Quelle ::
⟨

Doch zurück zu Terra. Das Ökosystem war zwar noch sehr jung, aber mit einer Marktkapitalisierung von 70 Milliarden Dollar bereits unter den top fünf hinter Bitcoin und Ethereum, erläutert Maximilian Bruckner. Aber nicht nur dadurch hatte es einiges an Bedeutung erlangt. "Stablecoins wie der UST werden auf dezentralisierten Börsen häufig als Liquidität und für Trading-Paare verwendet, so gewann Terra einen gewissen Grad an Systemrelevanz."

Eine wichtige Rolle für das Wachstum war das Versprechen von bis zu 20 Prozent Zinsen für UST-Anleger dank des auf der Terra-Blockchain laufenden Kredit-Protokolls "Anchor". "Das Geld dafür wurde nicht durch Zinsen aus Krediten generiert, sondern eine speziell dafür angelegte ‘Yield Reserve’ wurde von der Luna Foundation Guard mehrmals mit hunderten Millionen US-Dollar aufgefüllt, damit Anchor weiterhin die hohen Zinsen auszahlen konnte", so Bruckner weiter. "Da UST als Stablecoin normalerweise kein Preisrisiko darstellen sollte, konnte man so also mit sehr geringem Risiko 20 Prozent jährliche Rendite erwirtschaften. Dass das Modell nicht nachhaltig war, wollte man in der Breite einfach nicht einsehen."

Terra ist (noch) kein hoffnungsloser Fall

Der UST wurde damit zu einem weiteren Beispiel eines gescheiterten algorithmischen Stablecoin. Das Konzept, erklärt Philipp Sandner, wäre an sich vielversprechend und wird auch deswegen immer wieder neu erprobt. Denn sie sind einerseits dezentral und andererseits kapitaleffizient, da für ihre Deckung kein Geld "einfach auf dem Konto herumliegen" müsse. Gleichzeitig erhöht dies aber auch das Risiko. Ein weiterer Vorteil liegt in ihrer besseren Skalierbarkeit, weil dank der Automatisierung durch den Algorithmus erhöhte Nachfrage schnell bedient werden kann. Der praktische Durchbruch ist algorithmischen Stablecoin bislang allerdings nicht geglückt.

Aber in welcher Situation steckt das Terra-Projekt nun? Droht ihm der Absturz in die Obskuranz? Nicht unbedingt, meint Sandner. Seit kurzem versucht man es mit einer neuen Blockchain, genannt Luna 2.0. Auf algorithmische Stablecoin wird nun verzichtet. Besitzer des mittlerweile weitestgehend wertlosen alten Luna-Token sollen per Airdrop – sprich mit geschenkten neuen Tokens – im Ökosystem gehalten werden. Auch wenn der Neustart zumindest zunächst mit einem weiteren Kurssturz verbunden war, bekommt er Unterstützung wichtiger, großer Kryptobörsen wie Binance, Kraken, FTX und Huobi.

⟩

Gestellte Aufgabe ::
Gib aus der Quelle den Abschnitt von „Der UST wurde“ bis einschließlich „allerdings nicht geglückt.“ wortgetreu wieder.

Bereitgestellte Angaben ::
⟨

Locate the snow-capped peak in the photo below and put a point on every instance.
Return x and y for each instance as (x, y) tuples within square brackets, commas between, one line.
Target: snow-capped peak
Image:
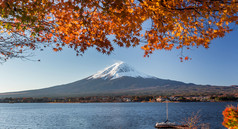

⟩

Lösung ::
Der UST wurde damit zu einem weiteren Beispiel eines gescheiterten algorithmischen Stablecoin. Das Konzept, erklärt Philipp Sandner, wäre an sich vielversprechend und wird auch deswegen immer wieder neu erprobt. Denn sie sind einerseits dezentral und andererseits kapitaleffizient, da für ihre Deckung kein Geld "einfach auf dem Konto herumliegen" müsse. Gleichzeitig erhöht dies aber auch das Risiko. Ein weiterer Vorteil liegt in ihrer besseren Skalierbarkeit, weil dank der Automatisierung durch den Algorithmus erhöhte Nachfrage schnell bedient werden kann. Der praktische Durchbruch ist algorithmischen Stablecoin bislang allerdings nicht geglückt.